─── MATERIAL FOR THIS TASK
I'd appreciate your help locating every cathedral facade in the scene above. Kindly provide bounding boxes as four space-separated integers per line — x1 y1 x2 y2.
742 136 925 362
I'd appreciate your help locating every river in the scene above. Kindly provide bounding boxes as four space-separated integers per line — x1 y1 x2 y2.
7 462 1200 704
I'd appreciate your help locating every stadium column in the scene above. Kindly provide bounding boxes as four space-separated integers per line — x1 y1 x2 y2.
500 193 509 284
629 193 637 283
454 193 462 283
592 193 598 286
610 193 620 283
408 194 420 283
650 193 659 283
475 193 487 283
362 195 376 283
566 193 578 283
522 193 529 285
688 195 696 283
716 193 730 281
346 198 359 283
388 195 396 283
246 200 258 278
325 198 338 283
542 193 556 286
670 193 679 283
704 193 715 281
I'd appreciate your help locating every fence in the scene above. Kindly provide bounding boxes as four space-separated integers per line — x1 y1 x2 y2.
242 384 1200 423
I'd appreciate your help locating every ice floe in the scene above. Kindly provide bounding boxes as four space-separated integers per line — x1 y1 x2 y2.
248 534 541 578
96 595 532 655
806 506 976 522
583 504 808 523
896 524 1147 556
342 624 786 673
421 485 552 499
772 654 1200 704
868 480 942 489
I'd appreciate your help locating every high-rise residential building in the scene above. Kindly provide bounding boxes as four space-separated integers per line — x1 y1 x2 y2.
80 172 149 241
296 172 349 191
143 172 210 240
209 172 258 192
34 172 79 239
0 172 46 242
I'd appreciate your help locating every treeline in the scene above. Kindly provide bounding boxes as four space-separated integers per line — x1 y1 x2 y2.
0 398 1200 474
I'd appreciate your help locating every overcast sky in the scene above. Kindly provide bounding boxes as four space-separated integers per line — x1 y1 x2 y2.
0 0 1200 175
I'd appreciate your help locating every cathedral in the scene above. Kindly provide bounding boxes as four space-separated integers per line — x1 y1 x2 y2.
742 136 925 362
──────
• **STATED GOAL**
Reproduce all of the data above word for word, keeping every line in its original order.

• **THE RESULT**
I'd appreciate your help locating every cathedral facade in the scene above. Kindly provide bounding boxes as four space-separated integers per line — x1 y1 x2 y2.
742 136 925 362
I'd appreciate your help locating every river in the scene above. Kindly provide bounding boxes as four space-separated integers per line — x1 y1 x2 y2.
7 462 1200 704
I'd appreciate your help locating every stadium column in the scene above. Kindly provide bounding boxes as four space-separated integers per line — x1 y1 x2 y2.
500 193 509 284
629 193 637 283
454 193 462 283
592 193 598 286
610 193 620 283
408 194 420 283
650 193 659 283
475 193 487 283
362 195 376 283
566 193 578 283
522 193 529 285
688 195 696 283
716 193 730 281
346 198 359 283
388 195 396 283
246 200 258 278
325 198 338 283
542 193 556 286
670 193 679 283
704 193 715 281
I'd appreciate your help locating every fence in the scene above. Kindly provide bounding boxes as four space-separated integers per line — x1 y1 x2 y2.
242 384 1200 423
I'd appreciate your help locating every ice floe in the scene above. Kindly provide bounding boxes as four space-separated integers per line — x1 y1 x2 y2.
248 534 541 578
96 595 532 655
806 506 976 522
583 504 808 523
896 524 1147 556
342 624 786 673
421 485 552 499
772 654 1200 704
868 480 942 489
I'd appreciate your help locating every high-rise residential building in the scene above. Kindly provide bounding boxes as four space-separated integers per line — x1 y1 x2 y2.
80 172 149 241
296 172 349 191
143 172 210 240
209 172 258 192
34 172 79 239
0 172 46 242
I'd appreciate your help locating every treeline in the scene above. Kindly provide bounding boxes as four space-separated integers per line — x1 y1 x2 y2.
0 398 1200 474
I'd appreciate your help locating every overcast sky in the scene above. Kindly provide bounding boxes as four space-separated integers per line — x1 y1 x2 y2.
0 0 1200 175
I'd appreciate your help locating every cathedral in the scene above. Kindly provide bounding boxes as four space-separated integers per line — x1 y1 x2 y2.
742 136 925 362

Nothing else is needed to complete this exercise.